_Çalışma Hedefleri_:
1. Aşağıdaki yazıdan "AŞKIN ALTUN" sözleriyle başlayıp "ayarlanması ayrıca sevindiriciydi." sözleriyle biten bölümü aynen kopyalayın.
2. Aşağıdaki yazıya göre şu ifadelerin her biri için evet ya da hayır deyin ve kararı belirleyen sözleri yazıdan değiştirmeden alıntılayın: (a) Yazar diziyi izlemeden önce onun hakkında yazılanları okumuştur. (b) Yazarın dizide en çok sevdiği kısım müzikleri olmuştur. (c) Yazara göre ilk bölümde en çok dikkat çeken isim Sadullah abidir.

_Makale_:
-=-=-=-=-

Galalar, özel çekimler, binlerce fotoğraf karesi ve Kerem’lerini özlemiş hayranlar topluluğu… Şeref Meselesi Yılın Dizisi diye Pr’ı yapılan başka bir diziydi. Ne yalan söyleyelim güzel insanlar ve iyi bir hikayeden uyarlama olduğu için hevesle bekliyorduk biz de. Peki izledikten sonra hevesimiz kırıldı mı?
AŞKIN ALTUN
Kanal D’nin uzun zamandır beklenen dizisini hakkında hiçbir şey okumadan izlemeye koyuldum. Konuya, oyunculara gelmeden önce en çok sevdiğim kısmı müzikleri oldu. İtalya tadındaki melodilerin ses yüksekliğinin iyi ayarlanması ayrıca sevindiriciydi.
Oyunculara gelecek olursak kadroyu beğendim. Defalarca kez yayınlanan fragmanlardan sonra izlemeyen kalmadığı için başrolleri biliyordum ama anne karakterinin ilk bölümde en çok dikkat çeken isim olduğunu söylemezsem olmaz. İkinci sırada ise tabii ki emlakçılıkla geçinen, her sektörde yatırımı bulunan ve ‘güven abidesi’ Sadullah abi geliyordu. Başroller için bir şey söylemiyorum. Yakışıklı erkekler ve güzel kadınların olması diziler için her zaman önemli bir artı, biliyoruz.

-=-=-=-=-

_Veri satırları_:
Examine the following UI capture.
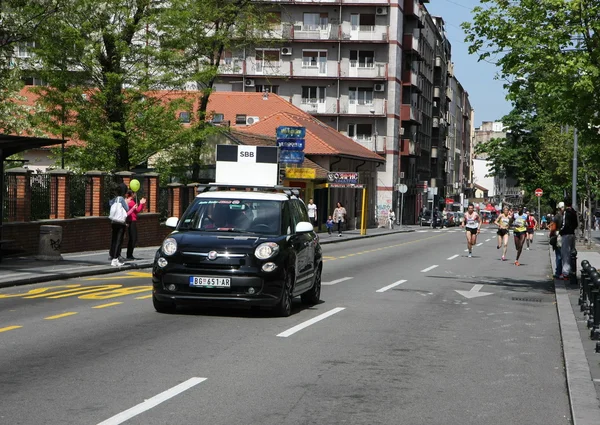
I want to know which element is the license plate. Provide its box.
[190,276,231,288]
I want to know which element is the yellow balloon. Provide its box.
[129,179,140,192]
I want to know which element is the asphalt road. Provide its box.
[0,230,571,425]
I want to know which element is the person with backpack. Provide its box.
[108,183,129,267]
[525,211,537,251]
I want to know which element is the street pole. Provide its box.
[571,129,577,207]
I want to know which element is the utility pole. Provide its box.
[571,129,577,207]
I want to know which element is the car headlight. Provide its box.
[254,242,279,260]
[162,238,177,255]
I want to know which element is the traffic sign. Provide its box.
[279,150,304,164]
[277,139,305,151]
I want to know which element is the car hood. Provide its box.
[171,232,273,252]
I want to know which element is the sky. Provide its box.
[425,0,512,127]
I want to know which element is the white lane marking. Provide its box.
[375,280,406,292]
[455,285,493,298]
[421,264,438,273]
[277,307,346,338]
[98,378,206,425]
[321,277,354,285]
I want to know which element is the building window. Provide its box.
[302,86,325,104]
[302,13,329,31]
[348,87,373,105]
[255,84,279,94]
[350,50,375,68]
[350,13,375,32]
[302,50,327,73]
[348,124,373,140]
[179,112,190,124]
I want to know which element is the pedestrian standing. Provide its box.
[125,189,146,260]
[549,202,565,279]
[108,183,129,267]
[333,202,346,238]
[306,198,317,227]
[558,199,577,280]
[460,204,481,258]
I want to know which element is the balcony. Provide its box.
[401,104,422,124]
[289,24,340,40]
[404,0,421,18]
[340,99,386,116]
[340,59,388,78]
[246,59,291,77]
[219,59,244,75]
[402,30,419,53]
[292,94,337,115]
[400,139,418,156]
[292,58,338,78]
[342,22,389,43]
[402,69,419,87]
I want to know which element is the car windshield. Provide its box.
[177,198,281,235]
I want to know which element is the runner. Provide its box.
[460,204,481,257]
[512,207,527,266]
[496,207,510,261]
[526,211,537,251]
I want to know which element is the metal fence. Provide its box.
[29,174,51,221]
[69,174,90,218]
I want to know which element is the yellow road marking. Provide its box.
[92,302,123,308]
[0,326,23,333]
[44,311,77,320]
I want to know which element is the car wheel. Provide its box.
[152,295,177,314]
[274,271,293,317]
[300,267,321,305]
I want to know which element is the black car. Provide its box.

-=-=-=-=-

_Çözüm Listesi_:
1.
AŞKIN ALTUN
Kanal D’nin uzun zamandır beklenen dizisini hakkında hiçbir şey okumadan izlemeye koyuldum. Konuya, oyunculara gelmeden önce en çok sevdiğim kısmı müzikleri oldu. İtalya tadındaki melodilerin ses yüksekliğinin iyi ayarlanması ayrıca sevindiriciydi.

2.
(a) Hayır: "hakkında hiçbir şey okumadan izlemeye koyuldum"
(b) Evet: "en çok sevdiğim kısmı müzikleri oldu"
(c) Hayır: "anne karakterinin ilk bölümde en çok dikkat çeken isim olduğunu söylemezsem olmaz"